## Supplied records
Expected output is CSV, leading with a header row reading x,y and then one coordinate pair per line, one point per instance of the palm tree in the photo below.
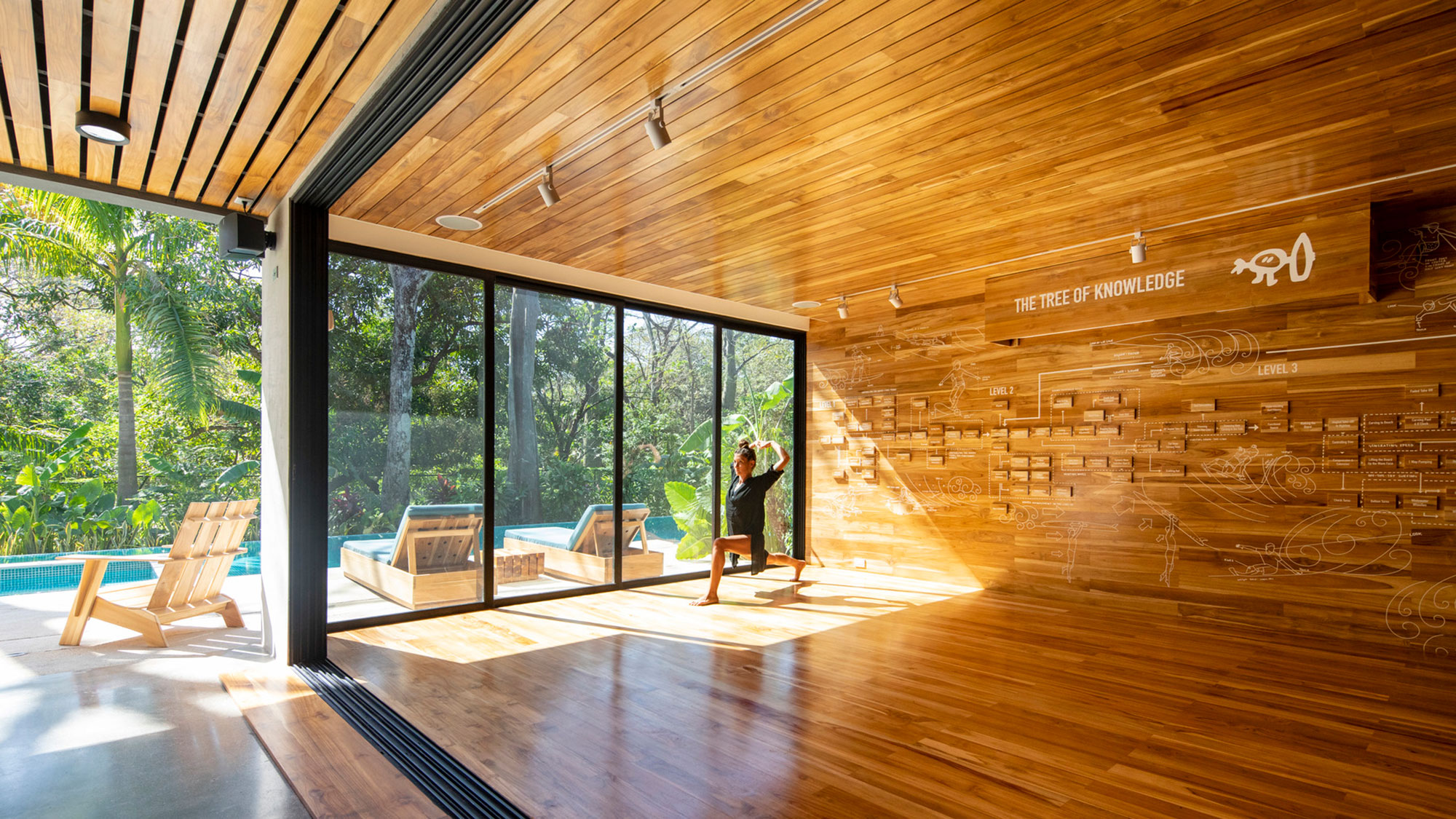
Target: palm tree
x,y
119,257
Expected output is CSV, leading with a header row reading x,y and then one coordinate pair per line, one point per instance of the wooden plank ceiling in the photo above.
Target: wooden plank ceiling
x,y
898,139
226,98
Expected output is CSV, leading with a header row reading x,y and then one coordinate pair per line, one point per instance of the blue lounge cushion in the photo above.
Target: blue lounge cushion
x,y
563,538
382,550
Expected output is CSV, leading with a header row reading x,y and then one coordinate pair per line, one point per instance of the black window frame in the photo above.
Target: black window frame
x,y
621,304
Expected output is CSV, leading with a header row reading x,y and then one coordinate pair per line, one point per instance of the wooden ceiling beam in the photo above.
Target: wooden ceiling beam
x,y
200,49
63,81
245,53
23,82
111,41
161,21
276,90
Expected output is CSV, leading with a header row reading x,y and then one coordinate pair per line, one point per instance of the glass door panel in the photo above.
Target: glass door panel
x,y
554,443
669,439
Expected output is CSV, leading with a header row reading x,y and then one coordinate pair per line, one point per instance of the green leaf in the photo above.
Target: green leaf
x,y
240,411
700,440
238,471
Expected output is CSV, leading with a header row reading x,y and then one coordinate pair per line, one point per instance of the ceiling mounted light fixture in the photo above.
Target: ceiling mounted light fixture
x,y
454,222
657,126
548,189
103,127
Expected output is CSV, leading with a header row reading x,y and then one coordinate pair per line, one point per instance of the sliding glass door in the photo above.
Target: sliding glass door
x,y
759,404
555,443
496,440
407,438
669,436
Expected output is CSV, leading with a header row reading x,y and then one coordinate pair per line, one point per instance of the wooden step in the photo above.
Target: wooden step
x,y
333,768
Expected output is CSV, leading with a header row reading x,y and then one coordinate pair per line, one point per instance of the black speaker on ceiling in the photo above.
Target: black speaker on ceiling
x,y
242,237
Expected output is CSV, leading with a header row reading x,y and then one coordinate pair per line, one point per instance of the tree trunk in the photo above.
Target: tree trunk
x,y
126,405
523,459
730,371
408,283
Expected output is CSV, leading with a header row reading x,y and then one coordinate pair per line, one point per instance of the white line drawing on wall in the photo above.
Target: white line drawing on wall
x,y
927,344
1266,264
845,503
1336,541
1071,531
1196,353
1279,478
935,494
1412,257
854,376
1419,614
960,379
1173,525
1438,305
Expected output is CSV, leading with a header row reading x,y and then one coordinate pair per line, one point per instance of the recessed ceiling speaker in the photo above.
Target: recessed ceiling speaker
x,y
103,127
657,127
242,238
454,222
548,189
1139,248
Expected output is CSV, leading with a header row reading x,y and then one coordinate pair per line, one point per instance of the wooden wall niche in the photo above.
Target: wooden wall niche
x,y
1288,465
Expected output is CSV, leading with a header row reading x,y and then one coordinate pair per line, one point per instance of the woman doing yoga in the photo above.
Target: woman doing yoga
x,y
745,512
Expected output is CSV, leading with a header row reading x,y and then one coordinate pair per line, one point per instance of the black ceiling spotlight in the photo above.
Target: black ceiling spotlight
x,y
242,237
657,126
103,127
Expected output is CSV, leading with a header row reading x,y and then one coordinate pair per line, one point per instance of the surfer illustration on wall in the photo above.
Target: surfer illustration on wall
x,y
1266,264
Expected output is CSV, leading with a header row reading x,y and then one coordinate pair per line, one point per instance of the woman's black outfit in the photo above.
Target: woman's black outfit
x,y
745,512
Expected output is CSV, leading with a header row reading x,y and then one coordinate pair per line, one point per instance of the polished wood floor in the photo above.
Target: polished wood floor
x,y
867,695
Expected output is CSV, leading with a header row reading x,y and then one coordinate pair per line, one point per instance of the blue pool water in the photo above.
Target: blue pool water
x,y
24,574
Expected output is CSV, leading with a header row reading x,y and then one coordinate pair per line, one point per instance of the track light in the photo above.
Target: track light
x,y
103,127
548,189
657,127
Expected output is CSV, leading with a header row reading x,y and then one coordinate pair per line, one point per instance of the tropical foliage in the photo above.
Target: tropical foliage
x,y
129,373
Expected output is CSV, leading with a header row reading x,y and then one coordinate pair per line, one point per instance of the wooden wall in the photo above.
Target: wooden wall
x,y
1288,467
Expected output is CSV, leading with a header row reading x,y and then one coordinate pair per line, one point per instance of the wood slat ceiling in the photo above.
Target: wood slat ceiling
x,y
899,139
226,98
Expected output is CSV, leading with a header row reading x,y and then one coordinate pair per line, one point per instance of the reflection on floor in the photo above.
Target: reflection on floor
x,y
352,601
114,727
866,695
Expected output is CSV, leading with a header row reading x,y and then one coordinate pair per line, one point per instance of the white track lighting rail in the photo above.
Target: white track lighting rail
x,y
659,100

## Given task
Repeat everything in the records precisely. Images are excluded from the copy.

## Written answer
Expected output is CSV, leading with a header row reading x,y and then one coordinate pair per line, one point per instance of the palm tree in the photo below.
Target: palm tree
x,y
119,257
Expected output is CSV, leading with a header row reading x,y and then one coordinate pair per line, one point per instance of the wooden plank ceiling in the photo above.
Target: wooden plank ceiling
x,y
898,139
226,98
Expected output is CSV, leading with a header row reading x,y and then one coordinate pair per line, one point per instance of the blue lounge cushion in the photo above.
Target: blue lounge cushion
x,y
563,538
382,550
Expected output is CSV, leading with a header row reading x,y and then one coordinate pair per line, one point per instance of the black window frame in the photo above.
Target: black window frame
x,y
621,304
Expected output is CSV, leading with a header row reading x,y and then one coordinate pair per line, one point per instance of the wooden ceiling beam in the photo above.
Target: wooden ceiling beam
x,y
200,49
63,81
245,53
23,82
111,41
161,21
276,90
Expected output is CSV, leading with a header row reading x,y and then one coordinate pair per line, one point per instance of the glass door panel in the photo above.
Target: glass door panel
x,y
554,443
669,439
Expected output is CSV, leading with a header row reading x,y and then one coordinate pair per line, one point per instance of the green leaf in the photo above.
Target: green leaf
x,y
240,411
700,440
238,471
Expected output is CSV, leading with a header row reading x,y and then one coordinate pair per line, one point per instance of the ceiling mounted light fixture in the photo above.
Target: ceiling mounted light fixture
x,y
454,222
657,126
548,189
103,127
Expected output is CSV, leading with a header row reading x,y and then one coordinate pair per line, one point per instance of the sliding glass door in the photo above.
Target: sliding glass door
x,y
759,404
555,443
496,440
407,438
669,436
Expected output is CSV, leading with a header row reading x,y and then one coordinate pair per line, one point per instance of the wooden step in the photo above.
Target: wooden step
x,y
333,768
Expected output is CSV, leading with a header row reading x,y and then one coordinate pair per line, one point per instance of the black speaker on ceiling in the photo above.
Target: black speaker on ceiling
x,y
242,237
Expected output is CSV, leading with a header row reading x,y and then one coordinate pair per line, one point per instance of the tree trunk in the photo above.
Target: tree trunk
x,y
126,405
523,459
730,371
408,283
Expected output is CSV, leading with a header row reading x,y and then one coordinate pair per line, one point per instance of the white line drawing on wall in the photo above.
Target: white line drawing on wall
x,y
927,344
1266,264
845,503
1336,541
1071,531
1196,353
1279,478
935,494
1412,257
854,376
1419,614
960,379
1173,525
1438,305
Expected output is CSV, leading with a header row reading x,y and then one coordinate pair per line, one point per instance of the recessed ceiling speaker in the photo above.
Target: recessed ceiling speaker
x,y
103,127
657,127
242,238
454,222
548,189
1139,248
Expected output is CSV, leading with a header row reading x,y and then one coordinate pair per line, one point per instance of the wooden wall niche in the photo above.
Target: wooden wall niche
x,y
1288,465
Expected output is CSV, leading with a header row reading x,y and then one coordinate pair per line, one point per instance of the woman doing yoga in the photo above.
Target: woman doing yoga
x,y
745,512
Expected output is CSV, leading with a header row reading x,y and then one coordinate pair per line, one point per instance of the black ceiling spotlight in the photo above.
Target: black ceiling spotlight
x,y
242,237
657,126
103,127
Expected output is CSV, leading with a header row reading x,y and then one coordinate pair per line, one point per instance of the surfer illustration on wall in the photo above.
Target: surfer illustration on wall
x,y
1266,264
Expected output is CSV, leading with a header row reading x,y and then one coordinate pair per line, one point per instance of the woman's black outfit in the photo above.
Target: woman's black outfit
x,y
745,512
Expected output is CSV, leading with a header row reading x,y and then one coordinate pair per line, one point per instance of the polished wood floor in the photo above.
Target: polished wood floor
x,y
867,695
Expected output is CSV, leading with a header row reading x,y and then one coordinate pair per line, one point per instance of the blue pool water in the photo above.
Target: blue pool water
x,y
24,574
Expected output is CSV, leading with a header row reading x,y and then one coordinate pair per line, one point per instance of the track light in the photo above.
Target: track light
x,y
103,127
548,189
657,127
Expected output is CSV, leading with a header row reading x,y and then one coordinate pair per line, one point per instance of the tropical foliage in the photo above.
Target: tropical foliage
x,y
129,373
Expected output is CSV, leading with a header row reading x,y and then one coordinate pair per line, one point per instance of the wooden wall in the photo above.
Target: wooden wall
x,y
1288,467
Expected output is CSV, leading with a header row reading x,y and then one coordinate pair per line, one point per instance of the wood slat ceiling in the photo above.
Target: wood slat ceiling
x,y
899,139
226,98
Expected output is CSV, leading with a header row reading x,y and then one coordinate pair per line, one point per instance of the reflection on floor in the photo above.
Target: reflection on floor
x,y
352,601
114,727
866,695
Expected output is CSV, leading with a header row reading x,y and then one coordinate pair per line, one point per instance of the white track lighting rail in the photo above.
Target: white track lighting rail
x,y
659,100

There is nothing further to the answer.